### EXERCISE INSTRUCTIONS:
Please gather every line of the material below that contains the string "plank" and copy each one out as it appears.

### Pointing dataset excerpts:
**********

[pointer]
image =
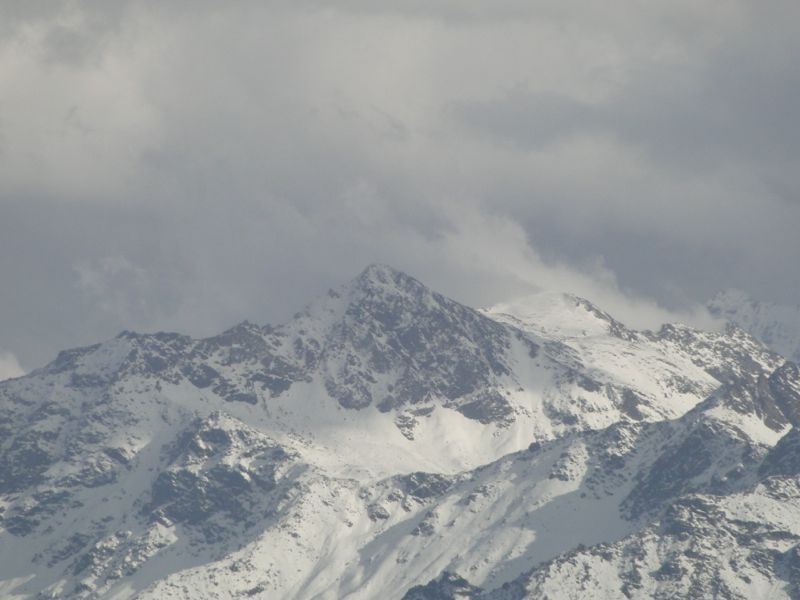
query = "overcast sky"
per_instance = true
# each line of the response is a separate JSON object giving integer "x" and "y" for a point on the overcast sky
{"x": 186, "y": 165}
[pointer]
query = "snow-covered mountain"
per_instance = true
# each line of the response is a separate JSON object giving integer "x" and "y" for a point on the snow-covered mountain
{"x": 389, "y": 442}
{"x": 776, "y": 325}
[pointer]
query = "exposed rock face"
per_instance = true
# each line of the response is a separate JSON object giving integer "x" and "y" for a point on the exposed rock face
{"x": 389, "y": 442}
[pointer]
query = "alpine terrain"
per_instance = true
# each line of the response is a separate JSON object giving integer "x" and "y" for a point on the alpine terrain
{"x": 390, "y": 443}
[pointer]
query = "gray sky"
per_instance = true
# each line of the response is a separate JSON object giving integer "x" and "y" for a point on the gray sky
{"x": 186, "y": 165}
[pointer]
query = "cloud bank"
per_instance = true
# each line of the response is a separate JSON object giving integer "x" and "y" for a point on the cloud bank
{"x": 187, "y": 165}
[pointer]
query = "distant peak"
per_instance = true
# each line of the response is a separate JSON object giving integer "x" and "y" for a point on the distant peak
{"x": 731, "y": 297}
{"x": 379, "y": 275}
{"x": 380, "y": 272}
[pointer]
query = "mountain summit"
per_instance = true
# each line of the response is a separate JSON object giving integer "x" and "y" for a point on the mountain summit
{"x": 388, "y": 441}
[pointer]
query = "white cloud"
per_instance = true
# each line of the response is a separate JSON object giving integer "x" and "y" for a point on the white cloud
{"x": 9, "y": 366}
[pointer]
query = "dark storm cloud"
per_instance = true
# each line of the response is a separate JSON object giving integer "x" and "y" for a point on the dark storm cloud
{"x": 186, "y": 165}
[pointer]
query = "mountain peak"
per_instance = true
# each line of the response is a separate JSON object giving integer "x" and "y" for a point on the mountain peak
{"x": 381, "y": 276}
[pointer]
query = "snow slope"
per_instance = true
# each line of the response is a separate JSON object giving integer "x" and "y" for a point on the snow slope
{"x": 384, "y": 435}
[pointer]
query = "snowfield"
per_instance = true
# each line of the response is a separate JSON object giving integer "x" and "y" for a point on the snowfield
{"x": 388, "y": 442}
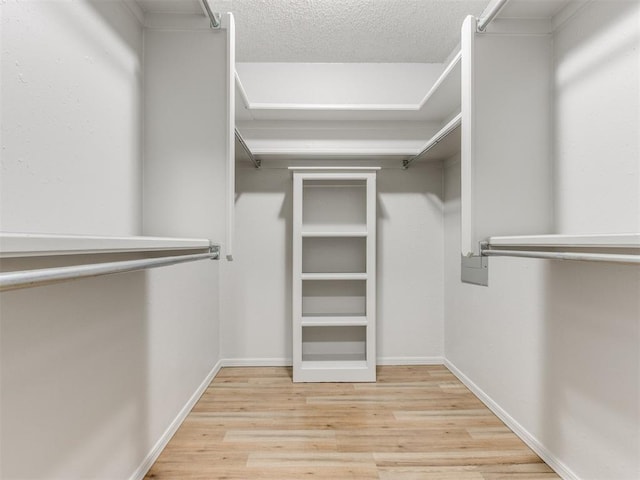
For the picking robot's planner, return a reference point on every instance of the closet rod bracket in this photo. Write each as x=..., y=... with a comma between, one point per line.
x=215, y=249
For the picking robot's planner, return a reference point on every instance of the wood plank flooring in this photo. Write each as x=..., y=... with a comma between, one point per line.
x=416, y=422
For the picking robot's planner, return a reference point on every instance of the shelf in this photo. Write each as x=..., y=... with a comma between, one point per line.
x=334, y=276
x=309, y=231
x=612, y=240
x=342, y=362
x=439, y=102
x=13, y=245
x=333, y=321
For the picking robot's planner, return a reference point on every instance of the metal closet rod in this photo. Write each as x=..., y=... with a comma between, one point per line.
x=44, y=276
x=256, y=161
x=485, y=21
x=591, y=257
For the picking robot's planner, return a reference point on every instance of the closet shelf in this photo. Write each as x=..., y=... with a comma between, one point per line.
x=334, y=276
x=331, y=362
x=439, y=102
x=333, y=321
x=13, y=245
x=611, y=240
x=334, y=231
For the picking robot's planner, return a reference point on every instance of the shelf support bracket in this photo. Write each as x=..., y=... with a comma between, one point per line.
x=475, y=270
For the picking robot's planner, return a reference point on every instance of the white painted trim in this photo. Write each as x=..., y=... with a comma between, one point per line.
x=533, y=443
x=18, y=244
x=604, y=240
x=164, y=439
x=287, y=362
x=410, y=360
x=230, y=66
x=467, y=141
x=567, y=13
x=135, y=9
x=445, y=76
x=256, y=362
x=322, y=169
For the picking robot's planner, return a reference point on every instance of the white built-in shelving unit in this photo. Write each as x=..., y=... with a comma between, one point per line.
x=334, y=275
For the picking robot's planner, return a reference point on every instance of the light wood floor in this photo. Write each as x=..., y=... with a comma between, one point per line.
x=416, y=422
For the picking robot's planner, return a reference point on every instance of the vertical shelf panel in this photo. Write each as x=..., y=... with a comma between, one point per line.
x=334, y=283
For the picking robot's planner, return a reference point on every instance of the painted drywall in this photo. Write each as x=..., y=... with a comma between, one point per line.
x=71, y=119
x=256, y=295
x=555, y=344
x=93, y=372
x=338, y=83
x=185, y=133
x=597, y=182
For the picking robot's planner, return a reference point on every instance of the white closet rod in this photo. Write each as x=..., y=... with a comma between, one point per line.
x=495, y=10
x=43, y=276
x=256, y=161
x=446, y=130
x=591, y=257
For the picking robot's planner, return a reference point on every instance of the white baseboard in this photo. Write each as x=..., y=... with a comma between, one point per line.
x=560, y=468
x=287, y=362
x=256, y=362
x=162, y=442
x=410, y=361
x=533, y=443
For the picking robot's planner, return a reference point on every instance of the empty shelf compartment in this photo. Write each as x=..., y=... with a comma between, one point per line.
x=333, y=298
x=334, y=344
x=328, y=204
x=334, y=255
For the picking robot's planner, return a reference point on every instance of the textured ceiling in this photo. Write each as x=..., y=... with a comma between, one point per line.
x=339, y=30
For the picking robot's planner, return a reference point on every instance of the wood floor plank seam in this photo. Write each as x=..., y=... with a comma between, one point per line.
x=416, y=422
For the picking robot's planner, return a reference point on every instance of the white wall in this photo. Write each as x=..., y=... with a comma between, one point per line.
x=598, y=114
x=185, y=133
x=338, y=83
x=71, y=118
x=94, y=371
x=555, y=344
x=256, y=297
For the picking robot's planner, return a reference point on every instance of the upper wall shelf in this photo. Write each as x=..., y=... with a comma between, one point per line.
x=442, y=99
x=611, y=240
x=14, y=245
x=364, y=131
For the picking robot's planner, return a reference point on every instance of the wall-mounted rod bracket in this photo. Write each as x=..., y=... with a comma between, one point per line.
x=493, y=13
x=256, y=161
x=214, y=18
x=215, y=249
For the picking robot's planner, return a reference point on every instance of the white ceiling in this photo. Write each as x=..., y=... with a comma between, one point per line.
x=422, y=31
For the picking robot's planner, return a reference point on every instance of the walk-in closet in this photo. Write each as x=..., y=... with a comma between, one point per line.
x=390, y=239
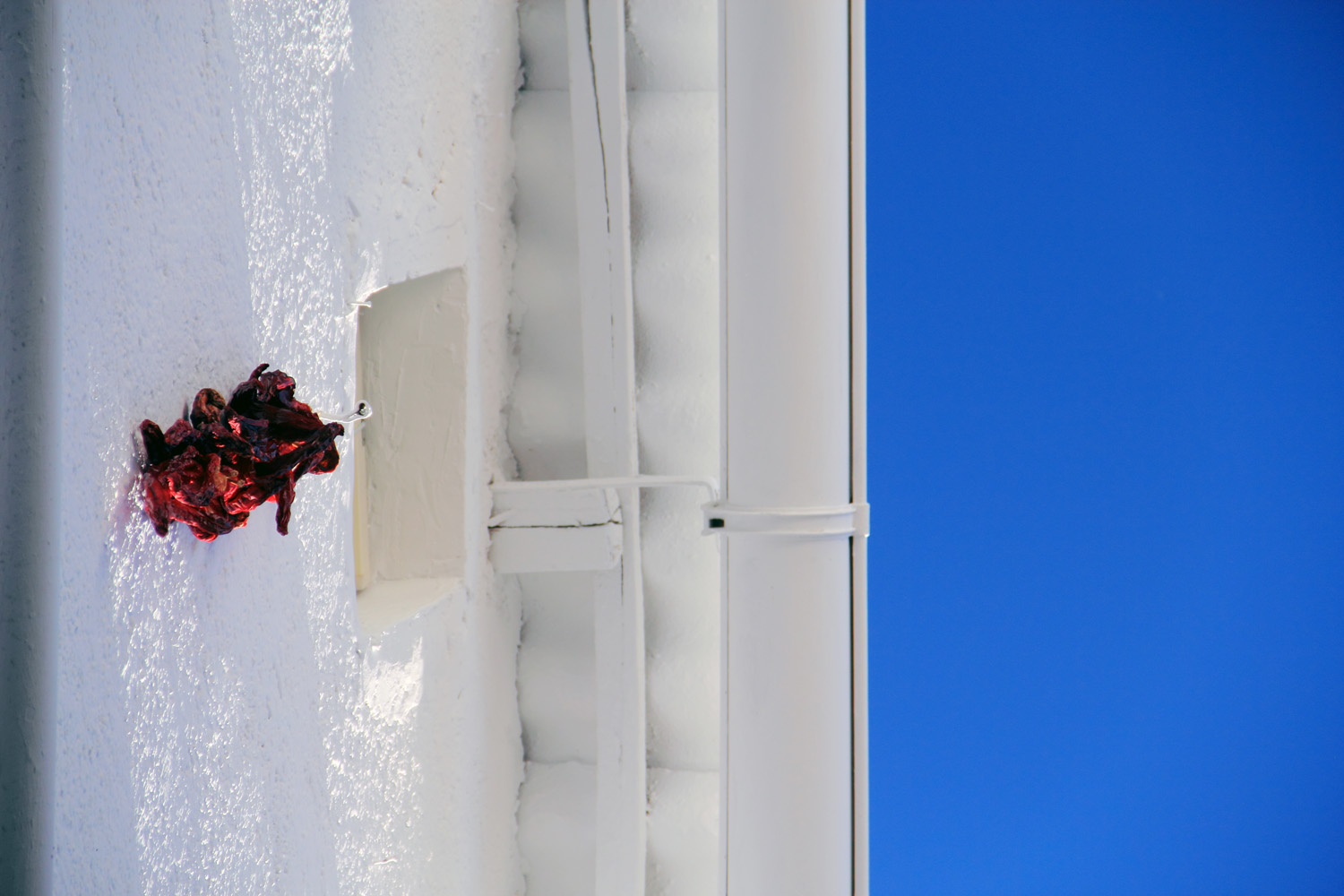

**********

### RESPONSE TO THIS EXERCISE:
For the picking robot's planner, return a reference point on every instance of the wood plank flooring in this photo. Write each as x=..., y=... with a comma between, one point per line.
For the picking robot's planner, return a reference point on every instance of the wood floor plank seam in this photo. Write each as x=..., y=... with a comma between, one point per line.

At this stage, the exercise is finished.